▶ _Deine Aufgabe_
Schreib die folgende Auflistung vollständig und Zeichen für Zeichen ab.

▶ _Gegebene Informationen_
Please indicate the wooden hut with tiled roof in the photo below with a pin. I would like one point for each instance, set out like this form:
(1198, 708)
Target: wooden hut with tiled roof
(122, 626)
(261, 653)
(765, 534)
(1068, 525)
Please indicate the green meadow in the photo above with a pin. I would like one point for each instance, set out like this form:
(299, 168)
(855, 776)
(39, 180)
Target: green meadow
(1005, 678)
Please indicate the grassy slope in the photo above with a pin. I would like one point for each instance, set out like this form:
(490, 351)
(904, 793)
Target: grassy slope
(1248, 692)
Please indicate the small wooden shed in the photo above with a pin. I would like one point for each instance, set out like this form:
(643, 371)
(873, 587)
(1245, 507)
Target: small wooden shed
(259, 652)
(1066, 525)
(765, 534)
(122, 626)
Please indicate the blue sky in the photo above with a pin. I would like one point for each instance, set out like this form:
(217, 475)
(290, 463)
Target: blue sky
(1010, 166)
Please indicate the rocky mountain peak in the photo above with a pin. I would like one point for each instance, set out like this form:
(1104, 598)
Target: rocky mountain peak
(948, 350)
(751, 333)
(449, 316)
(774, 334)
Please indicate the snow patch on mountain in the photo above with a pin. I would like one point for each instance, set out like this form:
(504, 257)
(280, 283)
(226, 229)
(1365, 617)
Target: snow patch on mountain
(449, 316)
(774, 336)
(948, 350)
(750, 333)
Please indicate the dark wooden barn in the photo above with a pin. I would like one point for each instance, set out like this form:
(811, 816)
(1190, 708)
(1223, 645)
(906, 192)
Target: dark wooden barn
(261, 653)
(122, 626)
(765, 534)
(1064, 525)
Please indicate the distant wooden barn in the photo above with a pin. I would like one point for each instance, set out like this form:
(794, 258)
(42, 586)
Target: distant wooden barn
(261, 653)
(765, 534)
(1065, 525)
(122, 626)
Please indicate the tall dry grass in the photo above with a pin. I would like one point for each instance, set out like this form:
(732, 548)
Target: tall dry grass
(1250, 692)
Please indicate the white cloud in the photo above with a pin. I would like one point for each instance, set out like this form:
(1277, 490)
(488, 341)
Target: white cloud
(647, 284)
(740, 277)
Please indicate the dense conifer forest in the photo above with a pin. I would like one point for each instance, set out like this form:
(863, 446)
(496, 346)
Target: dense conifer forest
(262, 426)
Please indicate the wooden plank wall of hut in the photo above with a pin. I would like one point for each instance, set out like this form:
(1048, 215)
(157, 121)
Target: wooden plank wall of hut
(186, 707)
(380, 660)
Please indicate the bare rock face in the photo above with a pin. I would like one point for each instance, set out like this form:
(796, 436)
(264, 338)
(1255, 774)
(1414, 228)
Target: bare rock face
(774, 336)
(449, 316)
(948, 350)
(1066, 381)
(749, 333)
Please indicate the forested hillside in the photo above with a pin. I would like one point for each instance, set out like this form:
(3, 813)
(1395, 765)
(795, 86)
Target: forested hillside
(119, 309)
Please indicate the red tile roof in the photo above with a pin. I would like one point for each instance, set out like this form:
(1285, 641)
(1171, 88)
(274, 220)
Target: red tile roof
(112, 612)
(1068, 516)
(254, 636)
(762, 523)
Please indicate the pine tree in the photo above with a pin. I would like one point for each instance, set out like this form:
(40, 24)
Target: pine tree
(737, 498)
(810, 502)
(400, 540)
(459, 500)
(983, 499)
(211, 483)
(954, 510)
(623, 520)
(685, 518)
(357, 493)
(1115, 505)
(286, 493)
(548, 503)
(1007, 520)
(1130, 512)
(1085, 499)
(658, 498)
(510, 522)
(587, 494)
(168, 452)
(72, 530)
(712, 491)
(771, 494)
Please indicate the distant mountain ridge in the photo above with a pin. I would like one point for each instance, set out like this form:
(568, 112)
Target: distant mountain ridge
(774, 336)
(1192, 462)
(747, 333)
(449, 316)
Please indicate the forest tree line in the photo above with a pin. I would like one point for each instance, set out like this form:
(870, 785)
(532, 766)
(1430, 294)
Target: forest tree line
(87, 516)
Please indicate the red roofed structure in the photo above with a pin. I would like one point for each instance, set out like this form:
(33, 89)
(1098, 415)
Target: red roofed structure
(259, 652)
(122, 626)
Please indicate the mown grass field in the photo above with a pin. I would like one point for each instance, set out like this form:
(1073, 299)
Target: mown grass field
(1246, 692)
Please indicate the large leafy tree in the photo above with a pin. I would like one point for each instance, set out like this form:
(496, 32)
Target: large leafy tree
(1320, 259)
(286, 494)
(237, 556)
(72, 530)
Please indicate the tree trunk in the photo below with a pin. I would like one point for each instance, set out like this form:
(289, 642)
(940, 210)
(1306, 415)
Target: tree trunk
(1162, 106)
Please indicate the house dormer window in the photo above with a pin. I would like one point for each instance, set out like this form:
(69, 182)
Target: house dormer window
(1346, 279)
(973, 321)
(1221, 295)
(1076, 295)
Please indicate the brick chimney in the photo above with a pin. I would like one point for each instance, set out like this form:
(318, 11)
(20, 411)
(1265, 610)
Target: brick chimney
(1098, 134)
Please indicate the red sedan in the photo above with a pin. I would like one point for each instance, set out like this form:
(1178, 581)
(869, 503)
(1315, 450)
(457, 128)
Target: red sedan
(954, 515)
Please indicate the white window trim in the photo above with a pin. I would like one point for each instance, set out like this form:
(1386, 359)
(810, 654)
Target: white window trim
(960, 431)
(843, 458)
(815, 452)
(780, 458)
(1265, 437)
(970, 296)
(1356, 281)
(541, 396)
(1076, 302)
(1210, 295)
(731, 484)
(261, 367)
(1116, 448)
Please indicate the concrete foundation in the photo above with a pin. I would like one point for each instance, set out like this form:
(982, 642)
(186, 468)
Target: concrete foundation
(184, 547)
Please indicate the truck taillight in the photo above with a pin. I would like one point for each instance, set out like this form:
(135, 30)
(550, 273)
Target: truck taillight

▶ _Antwort zur Aufgabe_
Please indicate the wooden hut with tiled roof in the photo below with a pin. I would like one point for each instance, set out like this form:
(1198, 708)
Target: wooden hut with tiled roof
(122, 626)
(261, 653)
(765, 534)
(1068, 525)
Please indicate the green meadow in the photo above with a pin. I would like one point for each instance, set out like this form:
(299, 168)
(855, 776)
(39, 180)
Target: green meadow
(1005, 678)
Please indicate the grassy slope in the photo above with a pin. I would like one point for each instance, set out like this form:
(490, 351)
(904, 793)
Target: grassy slope
(1248, 692)
Please indicate the small wooden shed in the photo above with a pin. I would like one point for each instance, set out like this form:
(643, 371)
(873, 587)
(1245, 507)
Target: small wooden shed
(259, 652)
(1066, 525)
(765, 534)
(122, 626)
Please indicate the blue sky in the photo above with a pin. I would like one point for each instance, set out like this form:
(217, 475)
(290, 463)
Target: blue sky
(1010, 166)
Please indicate the rocky mountain peak in the photo above with a pin. I would like one point for each instance, set out like this form:
(1104, 598)
Target: rocky mountain peak
(948, 350)
(751, 333)
(449, 316)
(774, 334)
Please indicate the snow patch on mountain in the photo above with a pin. I would like one point for each instance, set out like this form:
(504, 257)
(280, 283)
(226, 229)
(1365, 617)
Target: snow patch on mountain
(449, 316)
(774, 336)
(948, 350)
(750, 333)
Please indicate the dark wooden barn in the photo above with a pin. I would like one point for each instance, set out like this form:
(811, 816)
(1190, 708)
(1223, 645)
(906, 192)
Target: dark wooden barn
(261, 653)
(122, 626)
(765, 534)
(1064, 525)
Please indicate the distant wooden barn in the photo above with a pin. I would like one point for each instance, set out like this form:
(794, 258)
(42, 586)
Target: distant wooden barn
(261, 653)
(765, 534)
(1065, 525)
(122, 626)
Please indicate the tall dry grass in the photo above with a pin. I would like one point for each instance, set out like this form:
(732, 548)
Target: tall dry grass
(1250, 692)
Please indicate the white cloud in the photo above with a pin. I would like one point for each instance, set out like this form:
(1277, 490)
(488, 341)
Target: white cloud
(647, 284)
(740, 277)
Please indicate the dense conifer forest in the photo above with a pin. I would like one point for each instance, set out like this form:
(863, 446)
(496, 346)
Target: dense conifer forest
(262, 426)
Please indicate the wooden plank wall of hut in the photo above with a pin. I would like one point for each instance, set out like this form:
(1048, 215)
(157, 121)
Target: wooden plank wall of hut
(186, 707)
(380, 660)
Please indicate the bare rock face in the photo above with a pin. I would like one point for each instance, set out like this form:
(796, 436)
(264, 338)
(1255, 774)
(1414, 228)
Target: bare rock face
(774, 336)
(449, 316)
(948, 350)
(1066, 381)
(749, 333)
Please indicate the forested hillside in the photo above with a pin. I would like one point for each instance, set out like this form:
(3, 813)
(1395, 765)
(795, 86)
Target: forested hillside
(119, 309)
Please indicate the red tile roof in the photo above with a pin. I would like one point for each instance, set out like this form:
(1285, 641)
(1171, 88)
(274, 220)
Target: red tile roof
(112, 612)
(1068, 516)
(254, 636)
(762, 523)
Please indicate the pine tree in the photo above with a pin. I would like one point for each instance, set out like this form:
(40, 24)
Target: pine tree
(737, 498)
(810, 502)
(400, 540)
(459, 500)
(983, 499)
(211, 483)
(954, 510)
(623, 520)
(685, 518)
(357, 493)
(1115, 505)
(286, 493)
(548, 503)
(1007, 520)
(1130, 512)
(1085, 499)
(658, 498)
(510, 522)
(587, 494)
(168, 452)
(72, 530)
(712, 491)
(771, 494)
Please indicate the distant mountain ridge in the photo above with a pin. I would like one point for each instance, set out like this form:
(568, 112)
Target: distant mountain ridge
(774, 336)
(1192, 462)
(747, 333)
(449, 316)
Please indicate the forest tree line in the photo above with a pin. I would like one point for each instance, set out like this form:
(870, 785)
(532, 766)
(1430, 294)
Target: forest tree line
(87, 516)
Please indicate the red roofed structure in the photo above with a pin. I would like one point for each instance, set out like this form:
(33, 89)
(1098, 415)
Target: red roofed structure
(259, 652)
(122, 626)
Please indicate the mown grass field in the photo above with a pin. I would like one point for each instance, set out like this form:
(1073, 299)
Target: mown grass field
(1246, 692)
Please indicate the large leafy tree in the photo above with a pin. I would like one point for each instance, set out like this form:
(496, 32)
Target: large leafy tree
(1320, 259)
(286, 494)
(237, 556)
(72, 530)
Please indicate the tree trunk in the photo below with a pin. I would like one point for each instance, set out like this form:
(289, 642)
(940, 210)
(1306, 415)
Target: tree trunk
(1162, 106)
Please indicate the house dormer window in the photo above with a pin. I would like one point for each instance, set out like this form:
(69, 182)
Target: house dormer window
(1346, 279)
(973, 321)
(1221, 295)
(1076, 295)
Please indicate the brick chimney in the photo above with a pin. I would like one point for each instance, set out like this form:
(318, 11)
(20, 411)
(1265, 610)
Target: brick chimney
(1098, 134)
Please indicate the red sedan in the photo above with a pin. I would like one point for each instance, set out like this form:
(1178, 581)
(869, 503)
(1315, 450)
(457, 128)
Target: red sedan
(954, 515)
Please indicate the white window trim in the photo above with a pin. I would like one point for each instance, set out like this form:
(1386, 359)
(810, 654)
Target: white window trim
(960, 431)
(843, 458)
(815, 452)
(780, 458)
(1265, 437)
(970, 296)
(1356, 281)
(541, 396)
(1076, 302)
(1210, 295)
(731, 484)
(261, 367)
(1116, 448)
Please indicate the concrete foundation in the photo above with a pin. I would like one point for each instance, set out like this form:
(982, 642)
(186, 468)
Target: concrete foundation
(184, 547)
Please indicate the truck taillight in the photo above with a pin. I would like one point for each instance, set out like this form:
(135, 30)
(550, 273)
Target: truck taillight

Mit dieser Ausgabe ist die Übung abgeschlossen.